WHAT TO DO →
1. In the passage on GLP-1 weight-loss drugs, rewrite the part from "One potential wildcard" up to and including "subsequent tirzepatide treatment.", changing "phase 2 study" to "Phase II trial".
2. Summarize the passage on GLP-1 weight-loss drugs in two sentences.

EXTRACTED TEXT →
####################
With so much focus on the drug class, and convincing efficacy results from a range of phase 2 and 3 studies, drug developers could shift their focus from mere weight loss to improving the quality of weight loss, as a briefing note from Truist explains. This goal could entail ensuring weight loss is durable, maintaining lean body mass, and curbing side effects.
One potential wildcard is Lilly’s retatrutide, a triple hormone receptor agonist of GLP-1, GIP, and GCGR receptors, that set a record for weight loss earlier this year in a phase 2 study for speed of weight loss. In the phase 2 study (NCT04881760), participants had -8.7% with a 1 mg dose, -17.1% with a 4 mg dose, -22.8% with an 8 mg dose, and -24.2% with a 12 mg dose after 48 weeks. While Lilly’s tirzepatide supported more total weight loss in the phase 3 SURMOUNT-3 trial, the time for participants to reach a total mean weight loss of 26.6% was 84 weeks after a 12-week intensive lifestyle intervention and subsequent tirzepatide treatment.
Although GLP-1 drugs are effective at supporting weight loss, evidence from long-term follow-up studies for drugs such as semaglutide and tirzepatide suggests that a majority of subjects regain most of their lost weight within a year of discontinuing the medication. Data from the STEP1 semaglutide study and tirzepatide’s SURMOUNT-4 study indicate that many individuals who received the drugs regain 75% or more of their weight within a year. On the other hand, the potential need for chronic therapy could mirror treatments of other chronic conditions.
####################
DATA EXTRACTS →
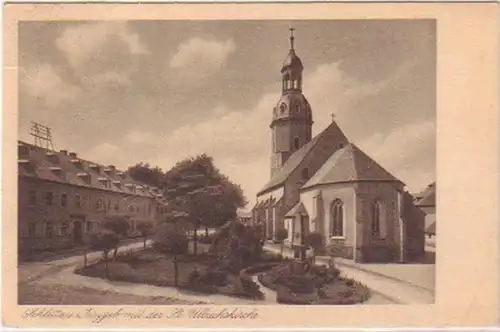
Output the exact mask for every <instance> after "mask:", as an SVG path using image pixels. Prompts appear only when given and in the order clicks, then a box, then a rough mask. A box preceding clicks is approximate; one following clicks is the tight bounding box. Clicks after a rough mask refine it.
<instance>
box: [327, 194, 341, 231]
mask: <svg viewBox="0 0 500 332" xmlns="http://www.w3.org/2000/svg"><path fill="white" fill-rule="evenodd" d="M330 218H331V226H330V235H331V236H332V237H335V236H344V206H343V203H342V201H341V200H340V199H336V200H335V201H333V203H332V207H331V211H330Z"/></svg>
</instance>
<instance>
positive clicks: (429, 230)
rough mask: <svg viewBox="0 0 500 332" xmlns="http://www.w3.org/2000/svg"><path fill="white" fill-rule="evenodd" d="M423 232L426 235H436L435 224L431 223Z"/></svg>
mask: <svg viewBox="0 0 500 332" xmlns="http://www.w3.org/2000/svg"><path fill="white" fill-rule="evenodd" d="M425 232H426V233H427V234H432V235H435V234H436V222H433V223H432V224H430V225H429V227H427V229H426V230H425Z"/></svg>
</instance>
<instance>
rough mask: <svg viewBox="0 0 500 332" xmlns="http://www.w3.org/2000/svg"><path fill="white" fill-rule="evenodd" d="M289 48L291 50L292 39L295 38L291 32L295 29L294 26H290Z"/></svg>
mask: <svg viewBox="0 0 500 332" xmlns="http://www.w3.org/2000/svg"><path fill="white" fill-rule="evenodd" d="M288 30H290V49H291V50H293V41H294V40H295V37H294V36H293V32H294V31H295V28H294V27H290V29H288Z"/></svg>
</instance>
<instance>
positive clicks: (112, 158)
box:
####################
OUTPUTS FOR THE TASKS →
1.
One potential wildcard is Lilly’s retatrutide, a triple hormone receptor agonist of GLP-1, GIP, and GCGR receptors, that set a record for weight loss earlier this year in a Phase II trial for speed of weight loss. In the Phase II trial (NCT04881760), participants had -8.7% with a 1 mg dose, -17.1% with a 4 mg dose, -22.8% with an 8 mg dose, and -24.2% with a 12 mg dose after 48 weeks. While Lilly’s tirzepatide supported more total weight loss in the phase 3 SURMOUNT-3 trial, the time for participants to reach a total mean weight loss of 26.6% was 84 weeks after a 12-week intensive lifestyle intervention and subsequent tirzepatide treatment.

2. Drug developers could move from pursuing weight loss alone to improving its quality, and Lilly's retatrutide set a record for speed of weight loss in a phase 2 study. GLP-1 drugs support weight loss, but many people regain most of the lost weight within a year of stopping, so chronic therapy may be needed, as with other chronic conditions.